**WRITTEN INSTRUCTION 1:** Could you condense the paragraph of the China trade-surplus thread that begins "China (to simplify a bit)" into a short bulleted list that keeps its main facts?

I want to expand a bit on "value-added" point, and link it to macroeconomics ...

China's traditional position at the end of Asia's electronics supply chain means that its bilateral surplus with the U.S. effectively embeds within it much of Asia's overall surplus (Vietnam may be playing the same role now too).

2/x
It isn't just that China is importing a lot of microchips, it is that China is importing microchips from countries that themselves run large external surpluses (Korea and Taiwan and Singapore especially)

3/x
As an aside, China's own surplus has ticked back up in the last few quarters, and (as measured, and it isn't measured well) is closer to $200b than $100b. Some of that is at the expense of the rest of Asia tho ...

4/x
Basically, think of the bilateral deficit with China as a reflection of the aggregate surplus that all of East Asia runs (over $500b, comparable to that of Europe) and you aren't far off

5/x
There is another supply chain point to make --

China (to simplify a bit) is kind of protectionist in some sectors (like autos), and doesn't import many finished manufactured goods. The bulk of its imports are oil, iron and ore, and integrated circuits (for now at least)

6/x
That's the famous supply chain ...

But it raises a puzzle. U.S. firms design something like 50% of the world chips, and China imports ~ $300 in chips, so why are U.S. chip exports to China and HK under $15b rather than $150b?

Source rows
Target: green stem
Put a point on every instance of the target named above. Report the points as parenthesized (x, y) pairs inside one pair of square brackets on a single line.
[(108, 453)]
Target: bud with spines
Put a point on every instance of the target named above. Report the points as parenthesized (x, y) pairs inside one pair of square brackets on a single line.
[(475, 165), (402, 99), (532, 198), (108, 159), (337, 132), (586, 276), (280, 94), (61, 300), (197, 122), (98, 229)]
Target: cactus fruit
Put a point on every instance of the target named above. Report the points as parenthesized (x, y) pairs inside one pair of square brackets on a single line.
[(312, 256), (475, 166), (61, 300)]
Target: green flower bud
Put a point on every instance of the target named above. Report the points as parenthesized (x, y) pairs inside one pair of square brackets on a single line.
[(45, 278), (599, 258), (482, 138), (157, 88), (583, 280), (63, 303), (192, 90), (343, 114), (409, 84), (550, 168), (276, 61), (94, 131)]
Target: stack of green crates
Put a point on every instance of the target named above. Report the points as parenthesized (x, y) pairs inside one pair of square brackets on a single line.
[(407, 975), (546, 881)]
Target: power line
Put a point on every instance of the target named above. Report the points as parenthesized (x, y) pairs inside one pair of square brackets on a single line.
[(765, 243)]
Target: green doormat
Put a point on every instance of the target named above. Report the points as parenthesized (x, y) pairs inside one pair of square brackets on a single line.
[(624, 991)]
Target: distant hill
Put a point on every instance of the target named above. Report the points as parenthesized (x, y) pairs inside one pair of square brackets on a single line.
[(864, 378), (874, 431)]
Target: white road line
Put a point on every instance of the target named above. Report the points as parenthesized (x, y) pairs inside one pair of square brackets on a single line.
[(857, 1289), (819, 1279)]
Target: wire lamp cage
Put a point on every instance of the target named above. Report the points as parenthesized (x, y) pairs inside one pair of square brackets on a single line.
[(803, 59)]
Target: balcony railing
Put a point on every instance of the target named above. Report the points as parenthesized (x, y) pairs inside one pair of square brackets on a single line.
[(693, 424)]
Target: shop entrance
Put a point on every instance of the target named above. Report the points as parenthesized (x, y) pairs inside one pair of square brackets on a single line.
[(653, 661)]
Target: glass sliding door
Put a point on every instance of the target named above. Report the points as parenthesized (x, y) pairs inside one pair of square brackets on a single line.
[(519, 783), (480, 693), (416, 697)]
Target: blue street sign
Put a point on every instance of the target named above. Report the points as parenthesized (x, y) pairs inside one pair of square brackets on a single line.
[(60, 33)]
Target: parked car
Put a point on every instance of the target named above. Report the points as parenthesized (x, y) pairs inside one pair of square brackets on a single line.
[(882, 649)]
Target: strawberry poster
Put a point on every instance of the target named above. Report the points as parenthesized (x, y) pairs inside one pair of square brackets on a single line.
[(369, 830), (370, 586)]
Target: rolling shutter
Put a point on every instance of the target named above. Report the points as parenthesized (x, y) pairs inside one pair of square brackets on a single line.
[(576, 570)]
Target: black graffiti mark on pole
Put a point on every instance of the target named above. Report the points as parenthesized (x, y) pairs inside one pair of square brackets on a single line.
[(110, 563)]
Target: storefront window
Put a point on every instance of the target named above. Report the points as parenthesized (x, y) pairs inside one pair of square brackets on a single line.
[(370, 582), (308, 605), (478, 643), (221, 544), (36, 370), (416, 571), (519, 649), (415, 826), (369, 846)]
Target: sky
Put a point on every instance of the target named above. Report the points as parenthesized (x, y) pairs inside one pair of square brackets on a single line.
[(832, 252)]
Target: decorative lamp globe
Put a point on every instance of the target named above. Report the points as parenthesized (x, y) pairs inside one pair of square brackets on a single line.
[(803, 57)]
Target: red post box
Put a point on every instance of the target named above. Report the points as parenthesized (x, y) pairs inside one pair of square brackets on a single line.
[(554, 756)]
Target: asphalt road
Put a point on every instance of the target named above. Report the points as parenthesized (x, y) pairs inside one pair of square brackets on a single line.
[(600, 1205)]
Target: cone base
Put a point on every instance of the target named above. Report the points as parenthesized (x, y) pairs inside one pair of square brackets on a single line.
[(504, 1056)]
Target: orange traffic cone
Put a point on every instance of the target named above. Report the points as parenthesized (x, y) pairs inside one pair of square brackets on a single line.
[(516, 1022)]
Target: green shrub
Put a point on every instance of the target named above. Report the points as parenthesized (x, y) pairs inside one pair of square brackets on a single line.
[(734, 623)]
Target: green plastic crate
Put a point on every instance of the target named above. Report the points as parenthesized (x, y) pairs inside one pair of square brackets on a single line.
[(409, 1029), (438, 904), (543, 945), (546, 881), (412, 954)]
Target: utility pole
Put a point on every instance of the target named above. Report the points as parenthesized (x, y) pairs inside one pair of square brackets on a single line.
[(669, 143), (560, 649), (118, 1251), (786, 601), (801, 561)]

**WRITTEN INSTRUCTION 2:** Would you update the source rows between the line holding "Target: green plastic crate" and the end of the rows, inclusive, so that "square brackets" becomes "box brackets" and nothing else changes?

**FULL RESPONSE 1:**
- China is somewhat protectionist in some sectors, such as autos.
- It imports few finished manufactured goods.
- Most of its imports are oil, iron and ore, and integrated circuits (for now, at least).

**FULL RESPONSE 2:**
Target: green plastic crate
Put a point on every instance of the target named above. Report the points as parenthesized (x, y) pairs inside one pair of box brackets on a single line.
[(409, 1029), (438, 904), (543, 945), (546, 881), (412, 954)]
Target: utility pole
Put a point on every instance of the target named above. Report the points as parenthesized (x, y) pairs inside one pair of box brackets on a single line.
[(669, 143), (560, 649), (118, 1251), (786, 601), (801, 561)]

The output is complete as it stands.